• _WHAT TO PRODUCE_
Continue the Jane Street Market Prediction notebook below from its final line, picking up where its last code cell stops.

• _EXTRACT_
__________

## <a>Loading Packages and Data</a>

In [None]:
import numpy as np 
import pandas as pd
import os, gc
import matplotlib.pyplot as plt
import seaborn as sns
import lightgbm as lgb

sns.set_style('whitegrid')
from sklearn.model_selection import train_test_split, KFold, GridSearchCV
for dirname, _, filenames in os.walk('/kaggle/input'):
    for filename in filenames:
        print(os.path.join(dirname, filename))

In [None]:
PATH = '../input/jane-street-market-prediction/'

train = pd.read_csv(PATH + 'train.csv')
print(train.shape)

In [None]:
train.head(10)

Here we have, 

1. date column which represents the day of the trade and ts_id represents a time ordering.
2. 130 anonymized features - feature_{0...129}
3. weight and resp - which together represents a return on the trade
4. resp_{1,2,3,4} values that represent returns over different time horizons.
5. The target 'action' is not present in the train set. 

In the data section of the competition, it is mentioned that **"Trades with weight = 0 were intentionally included in the dataset for completeness, although such trades will not contribute towards the scoring evaluation."** 

So, we can remove rows where weight=0.

Target variable 'action' is not present in the train set, we can create one by setting action=1 where resp>0 and action=0 where resp<0. By doing this we are passing the trades(where resp<0) which decreases the utility score.

To better understand utility score, check this simple and detailed explanation https://www.kaggle.com/renataghisloti/understanding-the-utility-score-function

In [None]:
train = train[train['weight'] != 0]
train['action'] = (train['resp'] > 0).astype(int)
sns.countplot(train['action'])

The dataset is balanced w.r.t target 'action'. Now let's analyse the features.

In [None]:
train.describe()

Here, 
1. Weight of the trade is always +ve, min value being 0.
2. Resp varies from -0.54 to 0.44, never exceeding 1 in either direction.
3. The mean and std values are low for many features and NaNs are present.




In [None]:
FEATURES = [x for x in train.columns if 'feature' in x]
len(FEATURES)

In [None]:
missing_values = pd.DataFrame()
missing_values['column'] = FEATURES
missing_values['num_missing'] = [train[i].isna().sum() for i in FEATURES]

missing_values.T

We've many columns with high number of missing values. 'feature_0' is float64 type but contains only '1' and '-1' as values. Let's see if there are any other such columns.

In [None]:
unique_vals = pd.DataFrame()
unique_vals['column'] = FEATURES
unique_vals['num_missing'] = [train[i].nunique() for i in FEATURES]

unique_vals.T

All other feature columns have continuous values. Now, let's compare the distribution of features w.r.t two target values.

In [None]:
fig, ax = plt.subplots(10, 10, figsize=(20,22))
ax = ax.flatten()

__________

• _DATA RECORDS_
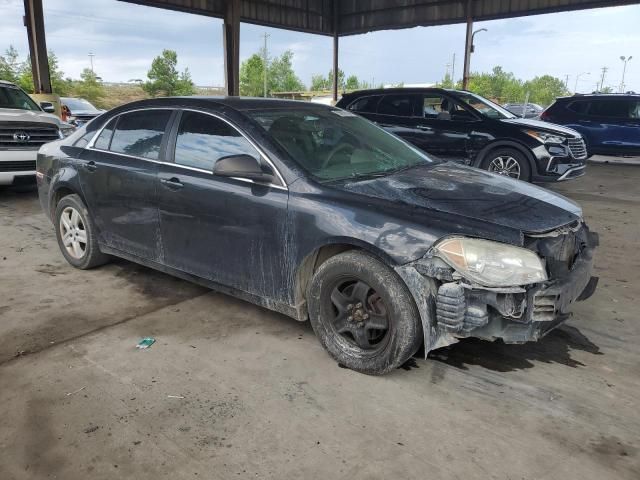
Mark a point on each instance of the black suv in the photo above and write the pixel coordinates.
(609, 123)
(459, 125)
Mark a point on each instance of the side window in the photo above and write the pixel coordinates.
(203, 139)
(365, 105)
(104, 139)
(398, 105)
(610, 108)
(433, 105)
(140, 133)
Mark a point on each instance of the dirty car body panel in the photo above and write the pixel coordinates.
(263, 240)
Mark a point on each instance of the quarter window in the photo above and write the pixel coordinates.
(203, 139)
(398, 105)
(140, 133)
(104, 139)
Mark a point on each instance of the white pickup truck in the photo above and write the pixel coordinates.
(24, 127)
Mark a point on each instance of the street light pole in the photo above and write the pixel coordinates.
(575, 87)
(469, 49)
(624, 71)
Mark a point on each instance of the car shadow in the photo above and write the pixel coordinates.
(556, 347)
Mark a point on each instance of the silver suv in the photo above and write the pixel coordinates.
(24, 127)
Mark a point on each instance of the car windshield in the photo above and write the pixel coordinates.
(13, 97)
(484, 106)
(78, 104)
(334, 144)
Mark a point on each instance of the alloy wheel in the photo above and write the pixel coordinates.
(505, 165)
(360, 315)
(73, 233)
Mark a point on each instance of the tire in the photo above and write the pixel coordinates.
(511, 159)
(345, 277)
(79, 233)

__________

• _OUTPUT_
for k,i in enumerate(FEATURES[1:101]):
    sns.distplot(train[train['action'] == 0][i], hist=False, label='0', ax=ax[k])
    sns.distplot(train[train['action'] == 1][i], hist=False, label='1', ax=ax[k])

In [None]:
fig, ax = plt.subplots(6, 5, figsize=(20,22))
ax = ax.flatten()

for k,i in enumerate(FEATURES[101:]):
    sns.distplot(train[train['action'] == 0][i], hist=False, label='0', ax=ax[k])
    sns.distplot(train[train['action'] == 1][i], hist=False, label='1', ax=ax[k])

For most features, the distributions are very similar for the two target values. In case of some features like 91, 94, 103, 115 the distributions are different. We can use this in feature selection.

Now let's check the correlations b/w features.

In [None]:
p = FEATURES
p.append('resp')
len(p)

In [None]:
x = train[p].corr()
x

Dropping columns where correlation coeff. > 0.95

In [None]:
x = x.abs()
upper = x.where(np.triu(np.ones(x.shape), k=1).astype(np.bool))
to_drop = [column for column in upper.columns if any(upper[column] > 0.95)]
print(to_drop)

In [None]:
train.drop(to_drop, 1, inplace=True)
train

## <a>Model training</a>

In [None]:
FEATURES = [x for x in train.columns if 'feature' in x]

X = train[FEATURES]
y = train['action']
print(X.shape, y.shape)

In [None]:
model = lgb.LGBMRegressor()
cv = KFold(shuffle=True, n_splits=5, random_state=108)
params = {
    'n_estimators':[500]
#     'learning_rate':[0.1, 0.001, 0.5],
#     'subsample':[1, 0.9],
#     'feature_fraction':[1, 0.9]
}

clf = GridSearchCV(
    estimator=model, 
    scoring='neg_mean_squared_error',
    cv = cv,
    param_grid=params, 
    verbose=10
)

In [None]:
clf.fit(X, y)

In [None]:
feature_imp = pd.DataFrame()
feature_imp['imp'] = clf.best_estimator_.feature_importances_
feature_imp['column'] = X.columns

feature_imp = feature_imp.sort_values(by='imp', ascending=False)

plt.figure(figsize=(15,20))
sns.barplot(feature_imp.imp[:30], feature_imp.column[:30])

In [None]:
import janestreet
env = janestreet.make_env() 
iter_test = env.iter_test() 

In [None]:
for (test_df, sample_prediction_df) in iter_test:
    wt = test_df.iloc[0].weight
    if(wt == 0):
        sample_prediction_df.action = 0 
    else:
        sample_prediction_df.action = (clf.predict(test_df.loc[:, FEATURES]) > 0.5).astype(int)
    env.predict(sample_prediction_df)